TEXT SECTION —
<<<<

Jefferson Davis plantation

Hurricane Plantation was a plantation house located near Vicksburg, Mississippi, was the home of Joseph Emory Davis (1784–1870), the oldest brother of Jefferson Davis. Located on a peninsula of the Mississippi River in Warren County, Mississippi, called Davis Bend after its owner, Hurricane Plantation at its peak in the antebellum era comprised more than 5000 acre with approximately 5 mi of river frontage. Joseph Davis enslaved 346 people to force work the plantation land. He had a personal worth of more than US$600,000 in the 1860 U.S. Census, making him one of the wealthiest men in the state of Mississippi during this time.

== History ==
The main house at Hurricane was two stories, with two large semi-detached wings for entertaining, and a detached library. There were also numerous outbuildings typical of a plantation of that scale. The residence was described in detail by Varina Davis (Jefferson Davis's second wife), in a memoir of her husband.

Davis lived at Hurricane with his wife, Eliza Van Benthuysen Davis, his three illegitimate daughters, and his two adopted children. He had served as surrogate father and de facto guardian for his brother Jefferson Davis, who was 23 years younger. In the 1830s, Joseph Davis gave Jefferson the full use of more than 1000 acre adjoining Hurricane. Jefferson Davis developed a plantation here, naming it Brierfield. Specific details of the arrangement are uncertain, as Joseph Davis retained ownership of the land. Jefferson Davis, and later his second wife and children with him, occupied Brierfield until the beginning of the Civil War in 1861.

After the fall of New Orleans to Federal troops and the increasing military presence near Vicksburg, Davis relocated from Hurricane Plantation with members of his family and some of his enslaved people to Tuscaloosa, Alabama.

The main house of Hurricane Plantation was burned by Federal troops in 1862, and the plantation looted numerous times by both armies during the campaign of Vicksburg. Only the library, a building independent of the main house, survived the war.

After the war Davis sold the property to Ben Montgomery, a former enslaved person whom Davis had assigned before the war as manager of his plantation, and a group of freedmen. They financed the sale by a long-term note. Davis died in 1870. He was buried in the Davis Family cemetery on Davis Island, but his gravestone has been damaged.

>>>>

Return the Hurricane Plantation text verbatim, starting with "After the war" and going on through "has been damaged.".

DATA SHOWN —
<<<<

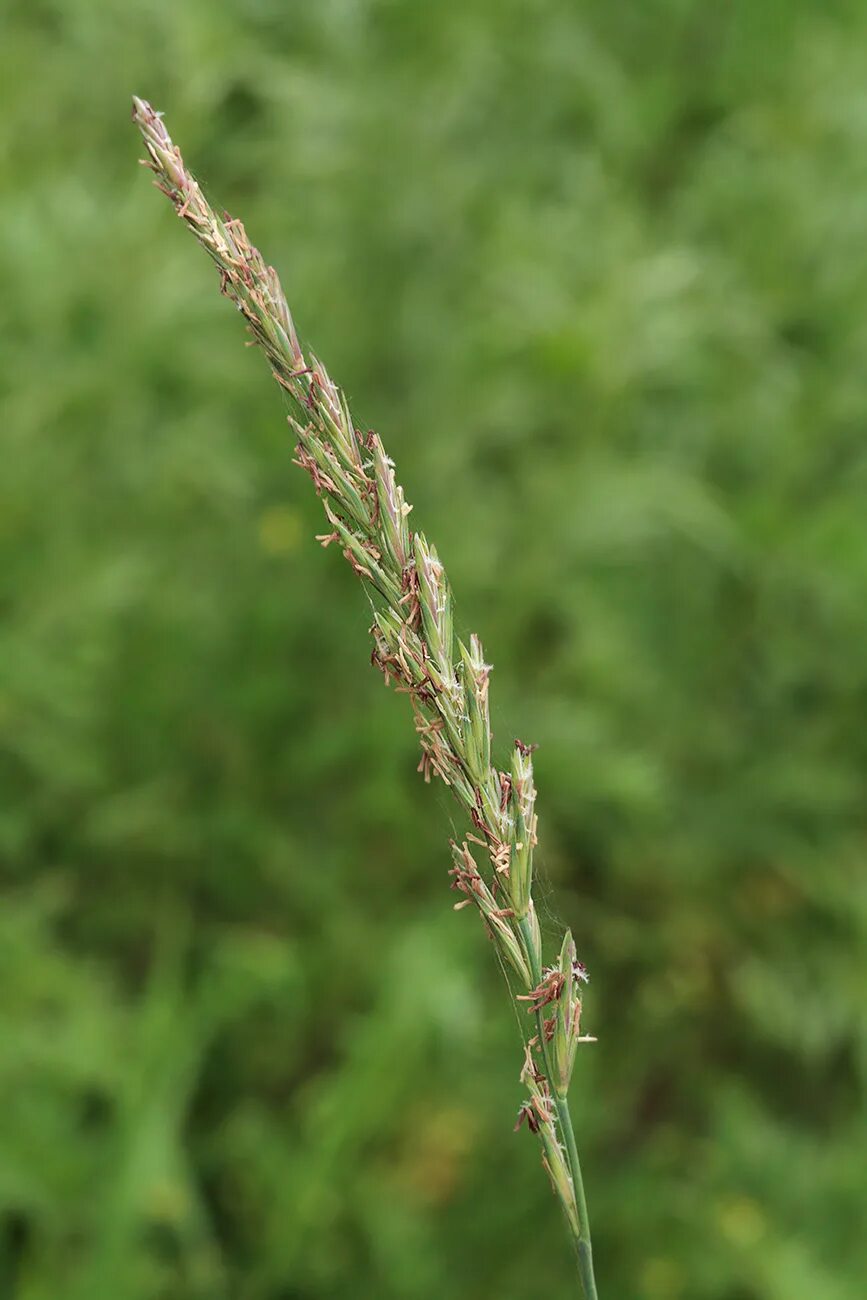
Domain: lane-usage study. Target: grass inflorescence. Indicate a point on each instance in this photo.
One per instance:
(415, 648)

>>>>

TASK RESPONSE —
After the war Davis sold the property to Ben Montgomery, a former enslaved person whom Davis had assigned before the war as manager of his plantation, and a group of freedmen. They financed the sale by a long-term note. Davis died in 1870. He was buried in the Davis Family cemetery on Davis Island, but his gravestone has been damaged.